Begin Provided records

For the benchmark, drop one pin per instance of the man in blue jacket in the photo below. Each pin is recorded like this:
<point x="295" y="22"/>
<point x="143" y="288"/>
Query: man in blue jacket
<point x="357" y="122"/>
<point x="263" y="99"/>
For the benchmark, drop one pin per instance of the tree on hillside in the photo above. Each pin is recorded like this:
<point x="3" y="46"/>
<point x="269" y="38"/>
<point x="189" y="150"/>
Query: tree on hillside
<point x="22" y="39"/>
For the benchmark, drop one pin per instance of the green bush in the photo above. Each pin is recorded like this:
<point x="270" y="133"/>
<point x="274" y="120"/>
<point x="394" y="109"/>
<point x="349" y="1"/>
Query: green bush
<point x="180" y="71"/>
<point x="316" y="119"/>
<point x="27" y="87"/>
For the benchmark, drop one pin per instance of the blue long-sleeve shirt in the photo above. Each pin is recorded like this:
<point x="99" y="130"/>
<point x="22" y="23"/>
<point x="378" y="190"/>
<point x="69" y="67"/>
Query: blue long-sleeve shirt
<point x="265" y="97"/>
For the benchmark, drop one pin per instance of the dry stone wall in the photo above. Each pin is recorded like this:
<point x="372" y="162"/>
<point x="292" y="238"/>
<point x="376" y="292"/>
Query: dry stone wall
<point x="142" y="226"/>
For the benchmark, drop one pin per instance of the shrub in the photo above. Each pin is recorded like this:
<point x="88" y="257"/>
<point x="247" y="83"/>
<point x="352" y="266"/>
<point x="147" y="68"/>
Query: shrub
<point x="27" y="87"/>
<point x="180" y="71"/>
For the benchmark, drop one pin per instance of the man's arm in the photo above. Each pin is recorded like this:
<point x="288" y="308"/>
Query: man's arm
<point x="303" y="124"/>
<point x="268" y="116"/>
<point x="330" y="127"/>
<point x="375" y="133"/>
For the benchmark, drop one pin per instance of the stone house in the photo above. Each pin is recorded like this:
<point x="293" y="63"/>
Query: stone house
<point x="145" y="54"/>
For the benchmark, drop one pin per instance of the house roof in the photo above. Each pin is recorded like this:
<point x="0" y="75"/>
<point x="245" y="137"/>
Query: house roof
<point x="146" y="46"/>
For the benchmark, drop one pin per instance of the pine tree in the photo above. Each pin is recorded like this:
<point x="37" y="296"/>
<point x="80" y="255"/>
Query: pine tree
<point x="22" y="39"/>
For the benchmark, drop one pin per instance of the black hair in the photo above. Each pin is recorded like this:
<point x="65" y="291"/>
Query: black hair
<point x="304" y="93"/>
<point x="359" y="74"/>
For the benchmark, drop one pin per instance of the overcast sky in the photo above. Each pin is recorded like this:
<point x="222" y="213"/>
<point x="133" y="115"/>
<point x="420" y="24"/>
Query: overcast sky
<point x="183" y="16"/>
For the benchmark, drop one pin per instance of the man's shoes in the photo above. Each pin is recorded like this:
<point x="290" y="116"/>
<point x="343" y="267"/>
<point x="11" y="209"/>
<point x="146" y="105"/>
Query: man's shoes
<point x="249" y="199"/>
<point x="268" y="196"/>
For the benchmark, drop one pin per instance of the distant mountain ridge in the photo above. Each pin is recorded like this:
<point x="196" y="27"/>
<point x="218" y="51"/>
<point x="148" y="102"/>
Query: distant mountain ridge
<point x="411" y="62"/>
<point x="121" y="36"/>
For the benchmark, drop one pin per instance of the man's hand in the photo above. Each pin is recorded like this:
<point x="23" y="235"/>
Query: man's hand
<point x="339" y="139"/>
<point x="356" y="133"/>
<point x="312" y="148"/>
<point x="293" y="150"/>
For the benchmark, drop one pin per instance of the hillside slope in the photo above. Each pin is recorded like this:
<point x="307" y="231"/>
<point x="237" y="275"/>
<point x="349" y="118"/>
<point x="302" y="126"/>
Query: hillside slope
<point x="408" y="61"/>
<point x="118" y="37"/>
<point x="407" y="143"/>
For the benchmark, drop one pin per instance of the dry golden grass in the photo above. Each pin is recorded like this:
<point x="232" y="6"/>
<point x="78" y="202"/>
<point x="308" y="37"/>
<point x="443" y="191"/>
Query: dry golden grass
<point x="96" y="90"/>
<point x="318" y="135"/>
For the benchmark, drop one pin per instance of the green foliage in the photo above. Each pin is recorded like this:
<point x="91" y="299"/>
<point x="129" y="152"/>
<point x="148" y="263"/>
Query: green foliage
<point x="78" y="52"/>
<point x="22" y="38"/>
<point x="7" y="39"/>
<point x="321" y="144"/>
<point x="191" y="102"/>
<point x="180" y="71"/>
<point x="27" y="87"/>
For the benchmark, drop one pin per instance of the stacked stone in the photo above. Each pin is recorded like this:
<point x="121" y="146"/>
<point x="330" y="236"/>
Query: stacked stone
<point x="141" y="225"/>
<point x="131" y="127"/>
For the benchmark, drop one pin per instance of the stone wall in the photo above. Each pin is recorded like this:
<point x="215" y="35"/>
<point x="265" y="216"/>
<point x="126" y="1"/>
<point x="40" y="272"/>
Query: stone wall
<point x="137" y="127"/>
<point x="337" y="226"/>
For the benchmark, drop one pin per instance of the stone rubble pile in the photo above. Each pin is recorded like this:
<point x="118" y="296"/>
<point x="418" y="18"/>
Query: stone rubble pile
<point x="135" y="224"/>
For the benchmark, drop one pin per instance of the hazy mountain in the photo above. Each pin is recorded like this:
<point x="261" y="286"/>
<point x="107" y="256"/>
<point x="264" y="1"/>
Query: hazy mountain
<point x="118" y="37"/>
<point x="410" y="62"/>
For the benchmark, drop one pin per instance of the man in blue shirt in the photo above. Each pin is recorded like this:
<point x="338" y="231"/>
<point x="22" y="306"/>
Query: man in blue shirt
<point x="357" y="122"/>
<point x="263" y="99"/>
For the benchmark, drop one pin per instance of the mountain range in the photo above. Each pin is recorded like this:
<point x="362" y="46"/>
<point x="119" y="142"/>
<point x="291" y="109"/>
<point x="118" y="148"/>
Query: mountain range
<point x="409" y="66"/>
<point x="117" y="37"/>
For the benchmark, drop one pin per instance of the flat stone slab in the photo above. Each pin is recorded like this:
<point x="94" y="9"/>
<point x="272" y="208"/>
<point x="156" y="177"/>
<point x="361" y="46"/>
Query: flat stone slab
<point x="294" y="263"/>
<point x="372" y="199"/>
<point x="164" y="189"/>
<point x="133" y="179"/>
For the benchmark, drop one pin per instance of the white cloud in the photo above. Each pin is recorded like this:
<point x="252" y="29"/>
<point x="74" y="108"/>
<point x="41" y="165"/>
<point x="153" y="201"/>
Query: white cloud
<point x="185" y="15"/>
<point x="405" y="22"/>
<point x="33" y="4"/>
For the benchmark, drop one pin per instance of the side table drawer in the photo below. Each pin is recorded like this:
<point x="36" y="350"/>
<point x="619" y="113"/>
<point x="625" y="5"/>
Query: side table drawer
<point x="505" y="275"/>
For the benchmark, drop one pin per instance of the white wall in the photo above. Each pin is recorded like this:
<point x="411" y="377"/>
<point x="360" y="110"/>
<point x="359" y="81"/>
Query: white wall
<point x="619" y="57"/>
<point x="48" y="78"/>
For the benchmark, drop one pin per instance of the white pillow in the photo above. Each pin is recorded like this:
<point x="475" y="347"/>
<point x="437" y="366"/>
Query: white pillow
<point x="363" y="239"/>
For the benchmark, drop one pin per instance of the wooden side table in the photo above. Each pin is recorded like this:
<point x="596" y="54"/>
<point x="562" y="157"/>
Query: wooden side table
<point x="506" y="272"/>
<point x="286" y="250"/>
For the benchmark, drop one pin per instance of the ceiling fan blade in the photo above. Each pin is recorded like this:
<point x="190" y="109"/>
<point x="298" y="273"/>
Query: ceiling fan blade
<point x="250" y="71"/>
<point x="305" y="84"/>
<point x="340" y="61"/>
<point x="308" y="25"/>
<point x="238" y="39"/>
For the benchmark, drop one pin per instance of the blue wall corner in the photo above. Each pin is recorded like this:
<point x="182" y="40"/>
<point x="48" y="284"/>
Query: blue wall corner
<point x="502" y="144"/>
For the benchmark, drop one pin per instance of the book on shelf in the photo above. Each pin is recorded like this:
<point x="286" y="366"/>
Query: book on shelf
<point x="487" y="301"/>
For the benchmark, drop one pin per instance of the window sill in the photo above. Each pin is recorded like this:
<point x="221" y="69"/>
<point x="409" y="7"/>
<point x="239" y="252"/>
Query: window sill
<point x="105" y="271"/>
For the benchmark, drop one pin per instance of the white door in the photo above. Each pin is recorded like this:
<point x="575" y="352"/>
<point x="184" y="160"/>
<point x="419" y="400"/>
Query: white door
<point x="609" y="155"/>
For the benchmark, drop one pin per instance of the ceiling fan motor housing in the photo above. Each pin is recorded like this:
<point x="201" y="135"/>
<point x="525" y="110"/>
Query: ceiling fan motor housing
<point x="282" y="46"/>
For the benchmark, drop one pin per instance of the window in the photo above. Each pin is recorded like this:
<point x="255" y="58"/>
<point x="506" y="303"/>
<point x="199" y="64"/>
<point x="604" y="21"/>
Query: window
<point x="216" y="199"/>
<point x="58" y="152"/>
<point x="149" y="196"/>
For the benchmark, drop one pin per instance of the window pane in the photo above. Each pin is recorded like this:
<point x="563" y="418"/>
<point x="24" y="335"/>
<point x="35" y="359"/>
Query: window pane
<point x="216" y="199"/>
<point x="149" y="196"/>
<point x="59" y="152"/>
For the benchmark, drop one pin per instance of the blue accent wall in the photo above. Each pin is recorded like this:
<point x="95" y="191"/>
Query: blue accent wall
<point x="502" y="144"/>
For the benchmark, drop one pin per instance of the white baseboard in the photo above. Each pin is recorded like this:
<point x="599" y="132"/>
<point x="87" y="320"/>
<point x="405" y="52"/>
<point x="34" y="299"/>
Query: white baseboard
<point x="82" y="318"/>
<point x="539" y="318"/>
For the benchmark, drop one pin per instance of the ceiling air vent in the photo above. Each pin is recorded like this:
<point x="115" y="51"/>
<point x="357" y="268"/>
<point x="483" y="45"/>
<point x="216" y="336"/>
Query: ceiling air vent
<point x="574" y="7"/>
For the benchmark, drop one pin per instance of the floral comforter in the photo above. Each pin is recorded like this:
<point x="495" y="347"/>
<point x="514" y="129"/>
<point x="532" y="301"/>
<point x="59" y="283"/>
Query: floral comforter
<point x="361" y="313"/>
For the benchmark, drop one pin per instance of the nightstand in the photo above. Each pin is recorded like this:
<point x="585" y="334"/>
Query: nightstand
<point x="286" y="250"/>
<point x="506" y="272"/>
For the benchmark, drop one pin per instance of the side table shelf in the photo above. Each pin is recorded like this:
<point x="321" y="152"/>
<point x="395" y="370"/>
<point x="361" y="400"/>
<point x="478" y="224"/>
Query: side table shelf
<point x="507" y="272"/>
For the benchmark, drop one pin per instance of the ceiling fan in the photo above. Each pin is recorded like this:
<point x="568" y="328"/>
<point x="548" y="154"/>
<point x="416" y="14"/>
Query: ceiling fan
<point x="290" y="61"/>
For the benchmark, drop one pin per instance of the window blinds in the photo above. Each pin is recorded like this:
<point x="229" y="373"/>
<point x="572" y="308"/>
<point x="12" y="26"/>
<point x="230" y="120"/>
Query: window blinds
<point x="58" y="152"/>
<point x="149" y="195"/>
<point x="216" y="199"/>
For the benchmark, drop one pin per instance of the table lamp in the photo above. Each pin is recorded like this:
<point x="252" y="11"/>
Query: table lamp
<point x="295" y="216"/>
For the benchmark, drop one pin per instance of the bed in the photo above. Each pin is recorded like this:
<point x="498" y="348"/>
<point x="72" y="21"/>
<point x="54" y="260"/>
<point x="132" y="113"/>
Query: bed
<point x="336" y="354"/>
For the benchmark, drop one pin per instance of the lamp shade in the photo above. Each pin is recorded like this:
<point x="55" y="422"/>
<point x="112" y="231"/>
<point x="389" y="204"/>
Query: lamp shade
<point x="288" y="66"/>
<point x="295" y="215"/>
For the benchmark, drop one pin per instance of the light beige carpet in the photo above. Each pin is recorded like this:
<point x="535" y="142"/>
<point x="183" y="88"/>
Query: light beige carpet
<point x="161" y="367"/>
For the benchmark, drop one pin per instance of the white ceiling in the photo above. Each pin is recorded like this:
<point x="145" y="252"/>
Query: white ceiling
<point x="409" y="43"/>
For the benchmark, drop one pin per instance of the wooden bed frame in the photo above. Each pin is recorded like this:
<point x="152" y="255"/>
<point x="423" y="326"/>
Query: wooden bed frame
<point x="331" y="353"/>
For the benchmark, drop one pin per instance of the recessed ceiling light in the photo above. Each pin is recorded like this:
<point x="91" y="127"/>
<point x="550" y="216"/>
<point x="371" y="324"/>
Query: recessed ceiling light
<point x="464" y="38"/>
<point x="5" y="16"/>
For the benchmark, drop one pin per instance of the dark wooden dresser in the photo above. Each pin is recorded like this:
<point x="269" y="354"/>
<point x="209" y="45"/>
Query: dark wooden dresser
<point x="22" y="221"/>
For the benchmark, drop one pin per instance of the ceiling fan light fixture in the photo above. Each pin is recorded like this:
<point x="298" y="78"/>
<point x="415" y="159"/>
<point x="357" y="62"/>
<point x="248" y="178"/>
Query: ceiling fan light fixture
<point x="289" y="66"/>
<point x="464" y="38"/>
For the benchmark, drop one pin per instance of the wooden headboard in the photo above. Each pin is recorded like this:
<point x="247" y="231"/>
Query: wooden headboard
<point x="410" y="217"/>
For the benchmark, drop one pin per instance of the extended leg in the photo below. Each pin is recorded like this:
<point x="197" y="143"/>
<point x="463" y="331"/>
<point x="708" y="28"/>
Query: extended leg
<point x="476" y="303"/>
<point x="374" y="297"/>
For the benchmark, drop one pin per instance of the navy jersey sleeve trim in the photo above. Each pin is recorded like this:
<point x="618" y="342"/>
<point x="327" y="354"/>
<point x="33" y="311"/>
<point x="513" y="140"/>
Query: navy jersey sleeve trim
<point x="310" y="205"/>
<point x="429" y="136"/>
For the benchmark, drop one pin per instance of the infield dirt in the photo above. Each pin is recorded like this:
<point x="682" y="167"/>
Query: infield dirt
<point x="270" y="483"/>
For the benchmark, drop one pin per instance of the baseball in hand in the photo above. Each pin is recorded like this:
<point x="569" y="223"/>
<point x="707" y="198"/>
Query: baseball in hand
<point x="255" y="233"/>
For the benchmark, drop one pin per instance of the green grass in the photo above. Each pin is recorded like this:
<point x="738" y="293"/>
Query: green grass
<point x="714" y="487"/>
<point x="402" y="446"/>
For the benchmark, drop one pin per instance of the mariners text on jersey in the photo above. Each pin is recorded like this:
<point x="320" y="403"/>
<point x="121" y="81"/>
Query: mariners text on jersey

End Provided records

▸ **Exercise objective**: Beginning at the line that holds "the wooden headboard", reproduce each line of the records above down to and including the last one.

▸ **Result of this task**:
For the benchmark, drop one pin per instance of the wooden headboard in the photo above. Each pin is recorded like this:
<point x="247" y="231"/>
Query: wooden headboard
<point x="410" y="217"/>
For the benchmark, drop one pin per instance of the extended leg in the photo below. Each pin is recorded like this:
<point x="197" y="143"/>
<point x="463" y="331"/>
<point x="708" y="28"/>
Query: extended leg
<point x="476" y="303"/>
<point x="374" y="297"/>
For the benchmark, drop one pin per instance of the navy jersey sleeve trim in the photo above. Each pin is recorded like this:
<point x="618" y="342"/>
<point x="327" y="354"/>
<point x="33" y="311"/>
<point x="513" y="140"/>
Query: navy jersey sleeve trim
<point x="310" y="205"/>
<point x="429" y="136"/>
For the benchmark, drop one pin per instance of the infield dirt in the photo above. Each pin is recorded like this:
<point x="682" y="167"/>
Query: infield dirt
<point x="270" y="483"/>
For the benchmark, drop one pin per instance of the baseball in hand in the photo above. Each pin is recorded like this:
<point x="569" y="223"/>
<point x="707" y="198"/>
Query: baseball in hand
<point x="255" y="233"/>
For the benchmark, drop one pin per instance of the green grass in the photo above. Each pin is recorded like this:
<point x="738" y="293"/>
Query: green grass
<point x="714" y="487"/>
<point x="402" y="446"/>
For the benchmark, drop one pin per instance of the mariners text on jersey in the photo above. Each pin is recorded like this:
<point x="320" y="403"/>
<point x="121" y="81"/>
Query: mariners text on jersey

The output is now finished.